# TASK DETAILS
Write out all records as given; omit images.

Records drawn from a dataset

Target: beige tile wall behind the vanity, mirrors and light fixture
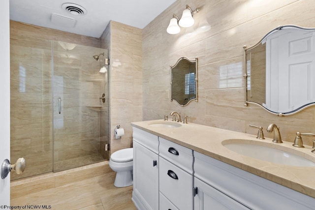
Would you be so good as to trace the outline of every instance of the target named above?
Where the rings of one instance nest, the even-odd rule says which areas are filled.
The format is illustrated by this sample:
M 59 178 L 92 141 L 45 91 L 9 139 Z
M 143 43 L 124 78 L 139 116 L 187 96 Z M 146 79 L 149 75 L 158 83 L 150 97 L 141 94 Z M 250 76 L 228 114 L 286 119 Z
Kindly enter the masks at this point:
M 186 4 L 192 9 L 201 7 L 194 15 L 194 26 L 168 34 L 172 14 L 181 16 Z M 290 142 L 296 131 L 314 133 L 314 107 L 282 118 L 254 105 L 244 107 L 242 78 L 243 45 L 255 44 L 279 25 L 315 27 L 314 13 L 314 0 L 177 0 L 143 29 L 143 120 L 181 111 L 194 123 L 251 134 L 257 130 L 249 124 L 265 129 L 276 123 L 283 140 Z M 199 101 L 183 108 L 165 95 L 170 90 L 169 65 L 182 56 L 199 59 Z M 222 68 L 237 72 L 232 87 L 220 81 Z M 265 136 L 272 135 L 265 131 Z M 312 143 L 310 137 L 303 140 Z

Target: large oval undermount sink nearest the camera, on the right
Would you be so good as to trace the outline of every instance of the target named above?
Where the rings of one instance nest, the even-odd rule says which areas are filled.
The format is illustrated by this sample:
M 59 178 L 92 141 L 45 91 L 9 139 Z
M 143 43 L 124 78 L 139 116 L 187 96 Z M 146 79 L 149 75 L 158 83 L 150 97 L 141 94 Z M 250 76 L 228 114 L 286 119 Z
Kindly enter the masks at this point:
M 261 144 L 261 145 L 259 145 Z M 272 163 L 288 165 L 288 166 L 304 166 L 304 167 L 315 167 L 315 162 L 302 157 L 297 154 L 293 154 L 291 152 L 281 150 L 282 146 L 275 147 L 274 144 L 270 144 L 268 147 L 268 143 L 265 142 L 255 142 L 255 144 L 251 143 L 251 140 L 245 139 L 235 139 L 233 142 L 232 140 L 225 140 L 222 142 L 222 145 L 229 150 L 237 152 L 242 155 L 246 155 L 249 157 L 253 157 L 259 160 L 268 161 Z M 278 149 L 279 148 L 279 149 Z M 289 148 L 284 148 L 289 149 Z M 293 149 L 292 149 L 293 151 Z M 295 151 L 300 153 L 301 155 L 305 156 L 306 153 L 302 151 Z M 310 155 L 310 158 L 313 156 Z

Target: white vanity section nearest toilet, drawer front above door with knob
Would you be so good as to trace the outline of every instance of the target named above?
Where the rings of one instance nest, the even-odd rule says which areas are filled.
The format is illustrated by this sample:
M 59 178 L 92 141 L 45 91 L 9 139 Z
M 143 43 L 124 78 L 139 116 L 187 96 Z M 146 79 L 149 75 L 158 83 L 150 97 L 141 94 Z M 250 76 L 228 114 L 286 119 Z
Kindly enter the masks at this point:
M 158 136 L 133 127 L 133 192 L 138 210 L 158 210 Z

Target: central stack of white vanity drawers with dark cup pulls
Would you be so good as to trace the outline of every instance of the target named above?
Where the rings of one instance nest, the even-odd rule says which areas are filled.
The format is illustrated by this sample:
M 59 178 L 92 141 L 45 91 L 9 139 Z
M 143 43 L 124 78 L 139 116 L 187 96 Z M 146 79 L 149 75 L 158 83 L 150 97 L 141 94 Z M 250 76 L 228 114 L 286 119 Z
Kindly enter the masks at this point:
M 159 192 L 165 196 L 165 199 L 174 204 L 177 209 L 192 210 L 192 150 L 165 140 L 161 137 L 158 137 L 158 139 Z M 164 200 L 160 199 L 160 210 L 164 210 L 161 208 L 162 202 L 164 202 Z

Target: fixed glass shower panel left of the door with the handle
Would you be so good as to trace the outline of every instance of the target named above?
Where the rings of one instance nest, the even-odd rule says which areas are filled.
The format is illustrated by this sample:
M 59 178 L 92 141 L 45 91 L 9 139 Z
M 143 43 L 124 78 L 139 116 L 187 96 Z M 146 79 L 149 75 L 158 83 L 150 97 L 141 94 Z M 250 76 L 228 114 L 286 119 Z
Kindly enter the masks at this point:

# EXERCISE OUTPUT
Target: beige tile wall behind the vanity, mirrors and light fixture
Would you be so good as to trace the outline of every instance of the target named above?
Where the rings of one instance nest, the even-odd rule says which areas are filled.
The format is illustrated by this sample:
M 59 178 L 92 141 L 45 91 L 9 139 Z
M 143 43 L 124 78 L 139 116 L 187 96 Z M 146 79 L 149 75 L 158 83 L 150 97 L 141 94 Z M 250 76 L 228 114 L 286 119 Z
Kindly enter the masks at this point:
M 186 4 L 192 9 L 201 7 L 194 15 L 194 26 L 168 34 L 172 14 L 181 16 Z M 290 142 L 296 131 L 314 133 L 314 107 L 282 118 L 254 105 L 244 107 L 242 78 L 243 45 L 255 44 L 279 25 L 315 27 L 314 13 L 314 0 L 177 0 L 143 29 L 143 120 L 181 111 L 194 123 L 251 134 L 257 130 L 249 124 L 265 129 L 276 123 L 283 140 Z M 199 101 L 183 108 L 165 95 L 170 90 L 169 65 L 182 56 L 199 59 Z M 222 68 L 237 72 L 232 87 L 220 81 Z M 265 136 L 272 135 L 265 131 Z M 312 143 L 310 137 L 303 140 Z

Target: large oval undermount sink nearest the camera, on the right
Would you be so good as to trace the outline of every instance of the target named above?
Where the rings of one instance nest, the even-odd rule says which areas are filled.
The format is illustrated by this sample:
M 59 178 L 92 141 L 45 91 L 9 139 Z
M 143 43 L 124 78 L 139 116 L 187 96 Z M 146 79 L 149 75 L 158 83 L 150 97 L 141 94 Z M 250 76 L 228 114 L 286 119 Z
Kindly enter the masks at this point:
M 261 144 L 261 145 L 259 145 Z M 272 163 L 288 165 L 288 166 L 304 166 L 304 167 L 315 167 L 315 162 L 302 157 L 297 154 L 293 154 L 291 152 L 281 150 L 282 146 L 275 147 L 274 144 L 270 144 L 268 147 L 268 143 L 265 142 L 255 142 L 255 144 L 251 143 L 251 140 L 245 139 L 235 139 L 233 142 L 232 140 L 225 140 L 222 142 L 222 145 L 229 150 L 237 152 L 242 155 L 246 155 L 249 157 L 253 157 L 259 160 L 268 161 Z M 278 149 L 279 148 L 279 149 Z M 289 148 L 284 148 L 289 149 Z M 293 149 L 292 149 L 293 151 Z M 295 151 L 300 153 L 301 155 L 305 156 L 306 153 L 302 151 Z M 310 155 L 310 158 L 313 156 Z

Target: white vanity section nearest toilet, drawer front above door with knob
Would you be so good as to trace the outline of every instance of the target named above?
Where the rings of one instance nest, the even-odd rule says which areas are filled.
The format is illustrated by this sample:
M 59 178 L 92 141 L 45 91 L 9 139 Z
M 143 43 L 124 78 L 139 116 L 187 96 Z M 146 79 L 149 75 L 158 83 L 150 97 L 141 94 Z M 250 76 L 228 114 L 286 119 Z
Kindly enter the masks at this point:
M 158 136 L 133 127 L 133 192 L 138 210 L 158 210 Z

Target: central stack of white vanity drawers with dark cup pulls
Would you be so good as to trace the outline of every instance of the target named above?
Where the rings of one instance nest, the even-odd rule says which areas are filled.
The format is illustrated by this sample:
M 59 178 L 92 141 L 45 91 L 9 139 Z
M 143 43 L 124 78 L 139 116 L 187 96 Z M 146 79 L 149 75 L 158 83 L 150 97 L 141 94 Z M 250 76 L 228 114 L 286 119 Z
Kindly enter the masks at this point:
M 159 192 L 165 196 L 165 199 L 174 204 L 177 209 L 192 210 L 192 150 L 165 140 L 161 137 L 158 137 L 158 139 Z M 164 200 L 160 199 L 160 210 L 164 210 L 161 208 L 162 202 L 164 202 Z

Target: fixed glass shower panel left of the door with the handle
Would you be so good as to trace the outline of every instance of the target named above?
Where the rings of one instance nest, the even-odd rule says which areas are filled.
The format is illustrated by this sample:
M 59 178 L 92 141 L 45 91 L 9 139 Z
M 143 43 L 124 78 L 139 116 L 187 96 Z M 146 79 L 149 75 L 158 83 L 150 97 L 141 94 Z M 250 76 L 228 114 L 286 119 Z
Kindly enter the masks at this point:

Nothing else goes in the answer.